-------- Input material
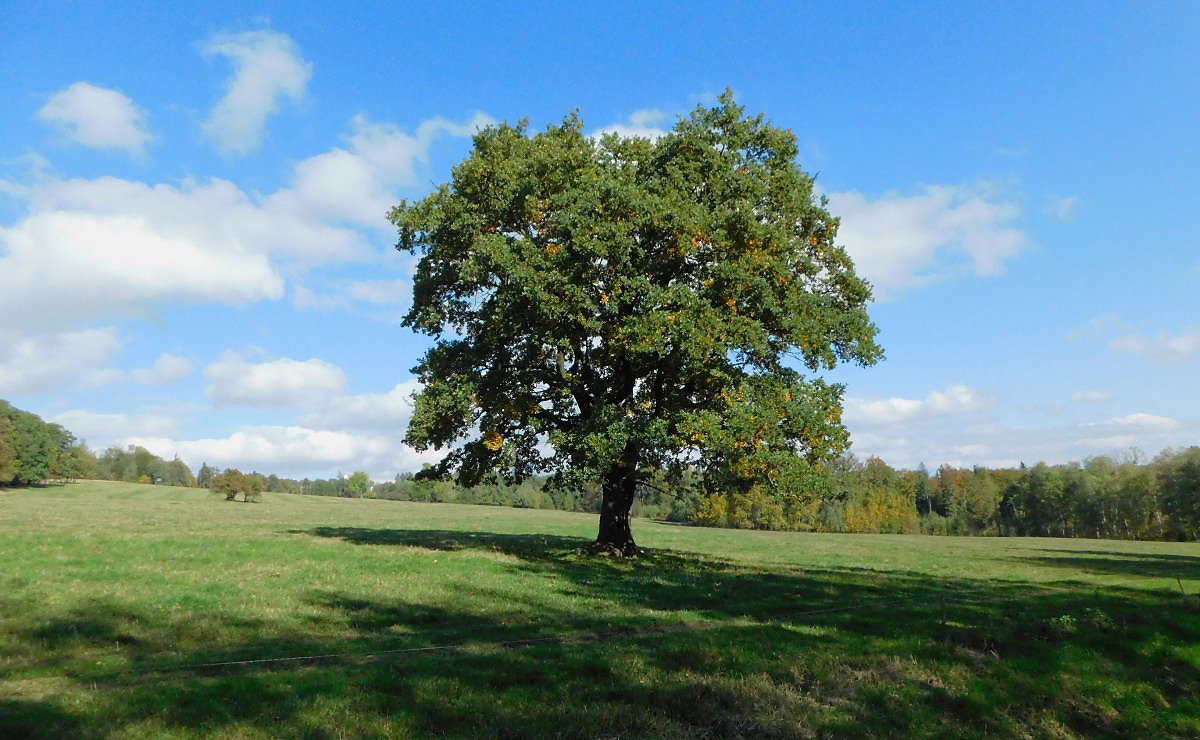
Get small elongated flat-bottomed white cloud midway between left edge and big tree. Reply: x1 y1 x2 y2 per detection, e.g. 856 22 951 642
----------------
-------- Input material
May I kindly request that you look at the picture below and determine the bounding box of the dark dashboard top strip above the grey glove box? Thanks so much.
----------------
-------- Input material
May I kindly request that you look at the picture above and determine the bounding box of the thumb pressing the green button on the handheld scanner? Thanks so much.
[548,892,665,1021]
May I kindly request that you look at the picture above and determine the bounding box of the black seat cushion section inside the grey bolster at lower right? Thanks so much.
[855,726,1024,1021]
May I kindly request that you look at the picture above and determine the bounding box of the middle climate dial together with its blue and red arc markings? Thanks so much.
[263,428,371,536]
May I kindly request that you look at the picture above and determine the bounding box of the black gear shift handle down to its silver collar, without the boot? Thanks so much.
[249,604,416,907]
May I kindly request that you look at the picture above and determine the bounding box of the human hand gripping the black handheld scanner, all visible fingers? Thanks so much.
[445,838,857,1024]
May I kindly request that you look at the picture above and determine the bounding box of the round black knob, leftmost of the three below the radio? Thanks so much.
----------------
If a line in the records contains the word "below", copy it.

▸ Solution for this task:
May I kindly request that you look at the picture below and determine the bounding box of the dark dashboard top strip above the grey glove box? Thanks so much.
May I kindly request that you look at the picture above and determine the bounding box of the round black knob, leftmost of the three below the radio? Thanks so much.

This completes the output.